#### Selected excerpt

I was born in Chicago where three generations of my family have lived and worked. I am deeply and genuinely excited by all things that trigger my imagination to run wild. No matter how old I get, I still jump up and down with excitement when something really wonderful happens. I go into a trance when I am around antique and historical findings of any kind. I want so badly to know their story, and entertain ideas about how we are able to talk to one another through time.  I like imagining what life and creating art was like 1000 years ago… wherever it was taking place. Whether it was in a tribe,  in a castle, out at sea, or under the stars. Even at a young age, I was often described as mature beyond my years…an old soul. Somehow, that has never kept me from laughing at the most inappropriate of times.

I have a cat named Romeo, and two rescue dogs, Pierre and McFinnigan. I lovingly refer to this trio as my therapeutic fur circus. Something most people do not know about me, is that I have had a metal tube in my eardrum since 1st grade, which gave me one of my first tastes of what it is to feel different. Ironically, this helped form an ingrained sense of compassion and connection to others. I spend a lot of time writing and making artwork about life, love, memories, fate, faith, the awkwardness of being human, acceptance and seeing the beauty in our selves, and in others as much as possible. 

I am obsessed with time…. mostly, how fleeting it is, and how we spend our time… here.  This sensitivity may come from an accident I was in when I was 13. This life altering experience has taught me a lot about the fragility of life, chronic pain and optimism.  Either way, this relationship I have with time, has been a wonderful source for spontaneity and adventure, and my quest for meaning in everything. I like to make moments count.  I love to passionately discuss, and create art which exposes our connectivity to something so much bigger than ourselves.

I dream a lot. My dreams are extraordinarily vivid, and sometimes in the form of a full blown cinematic phenomenon, of sorts.  When I was young, I would often dream of Native American families, angels, temples, and animals.  Aside from dreaming, I find inspiration for my art in most everything… and everyone! From the look in a friend’s eyes as they tell me a secret… to the color of a feather on the sidewalk… when the sunlight hits it in just the right way.

I am most inspired, however, by the elusive spark of what keeps people going in the face of various life circumstances they have been dealt.  From 2011-14, I underwent a series of extensive and intensive treatments, and subsequent surgeries to deal with an ongoing health reality. During that time, I was often too ill to get out of bed for weeks at a time.  This experience stirred something within me that I could never fully put into words…but that would change my relationship with my art forever.  This experience, was also transcendental in unveiling the true magnitude of my relationship with my soulmate, who would demonstrate a depth and breadth of his love and support for me in every conceivable way... with such grace in the face of much pain.

########

Work item
Can you copy out the personal statement from "I was born in" to "inappropriate of times.", word for word? You won't need the listing that follows.

#### Dataset excerpt

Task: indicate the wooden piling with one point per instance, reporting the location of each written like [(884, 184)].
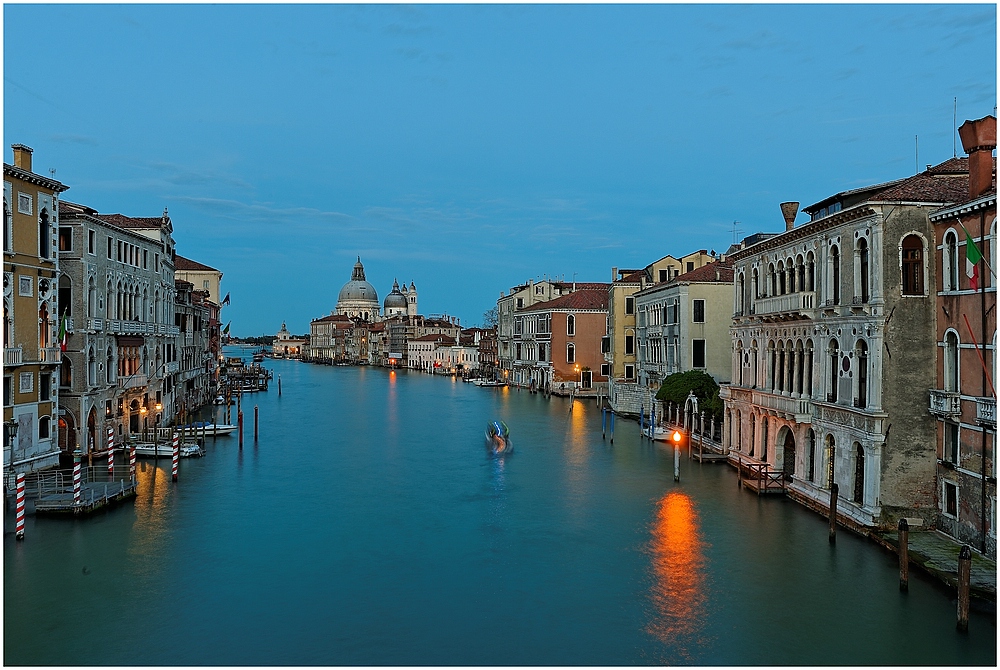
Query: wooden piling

########

Response
I was born in Chicago where three generations of my family have lived and worked. I am deeply and genuinely excited by all things that trigger my imagination to run wild. No matter how old I get, I still jump up and down with excitement when something really wonderful happens. I go into a trance when I am around antique and historical findings of any kind. I want so badly to know their story, and entertain ideas about how we are able to talk to one another through time.  I like imagining what life and creating art was like 1000 years ago… wherever it was taking place. Whether it was in a tribe,  in a castle, out at sea, or under the stars. Even at a young age, I was often described as mature beyond my years…an old soul. Somehow, that has never kept me from laughing at the most inappropriate of times.